▶ Task statement:
Copy out the data below, everything from the line containing "OBJECT_OF_INTEREST = bench seat backrest" down to the line containing "[153,456,197,562]", with both of those lines included and nothing changed.

--*--

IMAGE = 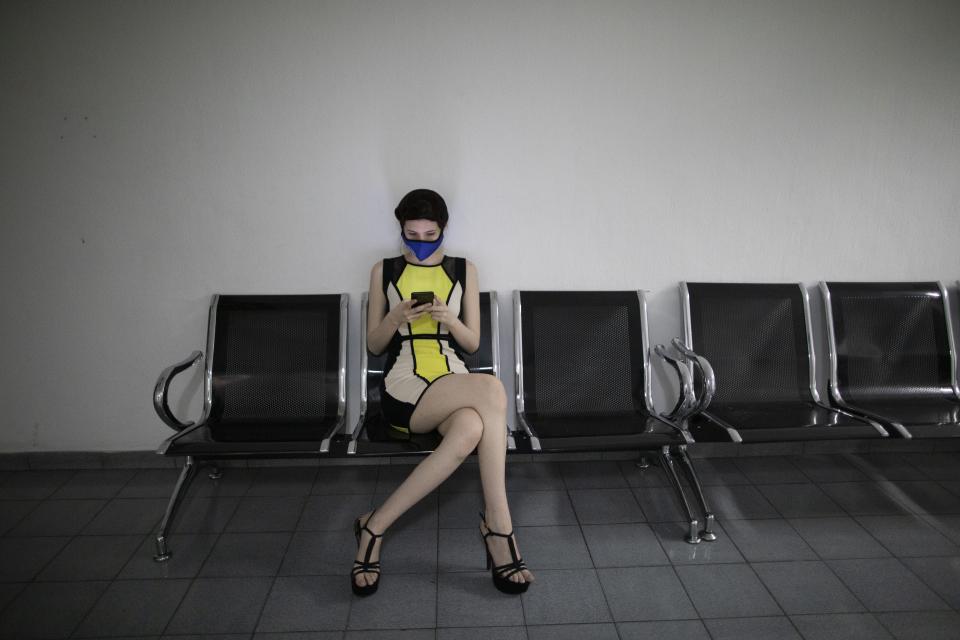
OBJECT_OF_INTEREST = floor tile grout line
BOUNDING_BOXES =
[5,456,955,636]
[564,464,624,637]
[154,468,253,638]
[250,524,300,638]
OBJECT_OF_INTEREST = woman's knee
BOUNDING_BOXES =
[443,408,483,458]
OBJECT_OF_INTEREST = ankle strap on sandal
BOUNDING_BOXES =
[480,511,513,538]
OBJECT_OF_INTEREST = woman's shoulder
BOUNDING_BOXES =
[370,256,403,273]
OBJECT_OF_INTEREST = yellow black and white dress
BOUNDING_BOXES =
[380,256,468,439]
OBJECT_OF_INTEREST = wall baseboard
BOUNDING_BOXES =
[0,438,960,471]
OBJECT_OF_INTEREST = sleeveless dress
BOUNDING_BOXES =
[380,256,469,439]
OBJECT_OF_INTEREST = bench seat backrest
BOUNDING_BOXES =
[820,282,957,403]
[680,282,819,406]
[205,294,347,441]
[514,291,653,418]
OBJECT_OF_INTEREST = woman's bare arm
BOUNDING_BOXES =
[444,260,480,353]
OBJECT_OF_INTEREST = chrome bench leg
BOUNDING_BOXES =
[677,445,717,542]
[660,447,700,544]
[153,456,197,562]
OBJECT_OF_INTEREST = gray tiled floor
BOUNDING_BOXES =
[0,452,960,640]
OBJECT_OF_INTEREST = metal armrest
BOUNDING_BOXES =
[153,351,203,431]
[653,344,697,423]
[670,338,717,413]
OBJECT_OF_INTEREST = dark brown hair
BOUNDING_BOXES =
[393,189,449,231]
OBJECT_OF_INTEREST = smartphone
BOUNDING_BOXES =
[410,291,433,307]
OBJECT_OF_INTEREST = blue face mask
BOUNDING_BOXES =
[400,231,443,262]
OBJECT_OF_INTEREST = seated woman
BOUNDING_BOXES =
[351,189,534,595]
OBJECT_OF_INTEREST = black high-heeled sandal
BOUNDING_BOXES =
[480,511,530,593]
[350,509,383,596]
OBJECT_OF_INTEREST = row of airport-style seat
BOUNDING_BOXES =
[153,282,960,560]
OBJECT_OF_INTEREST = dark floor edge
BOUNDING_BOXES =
[0,438,960,471]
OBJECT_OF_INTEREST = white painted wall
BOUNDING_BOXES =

--*--

▶ Result:
OBJECT_OF_INTEREST = bench seat backrest
BOUNDING_BOXES =
[820,282,957,403]
[680,282,819,406]
[205,294,347,441]
[514,291,653,418]
OBJECT_OF_INTEREST = woman's bare arm
BOUNDING_BOXES =
[444,260,480,353]
OBJECT_OF_INTEREST = chrome bench leg
BOUNDING_BOXES =
[677,445,717,542]
[660,447,700,544]
[153,456,197,562]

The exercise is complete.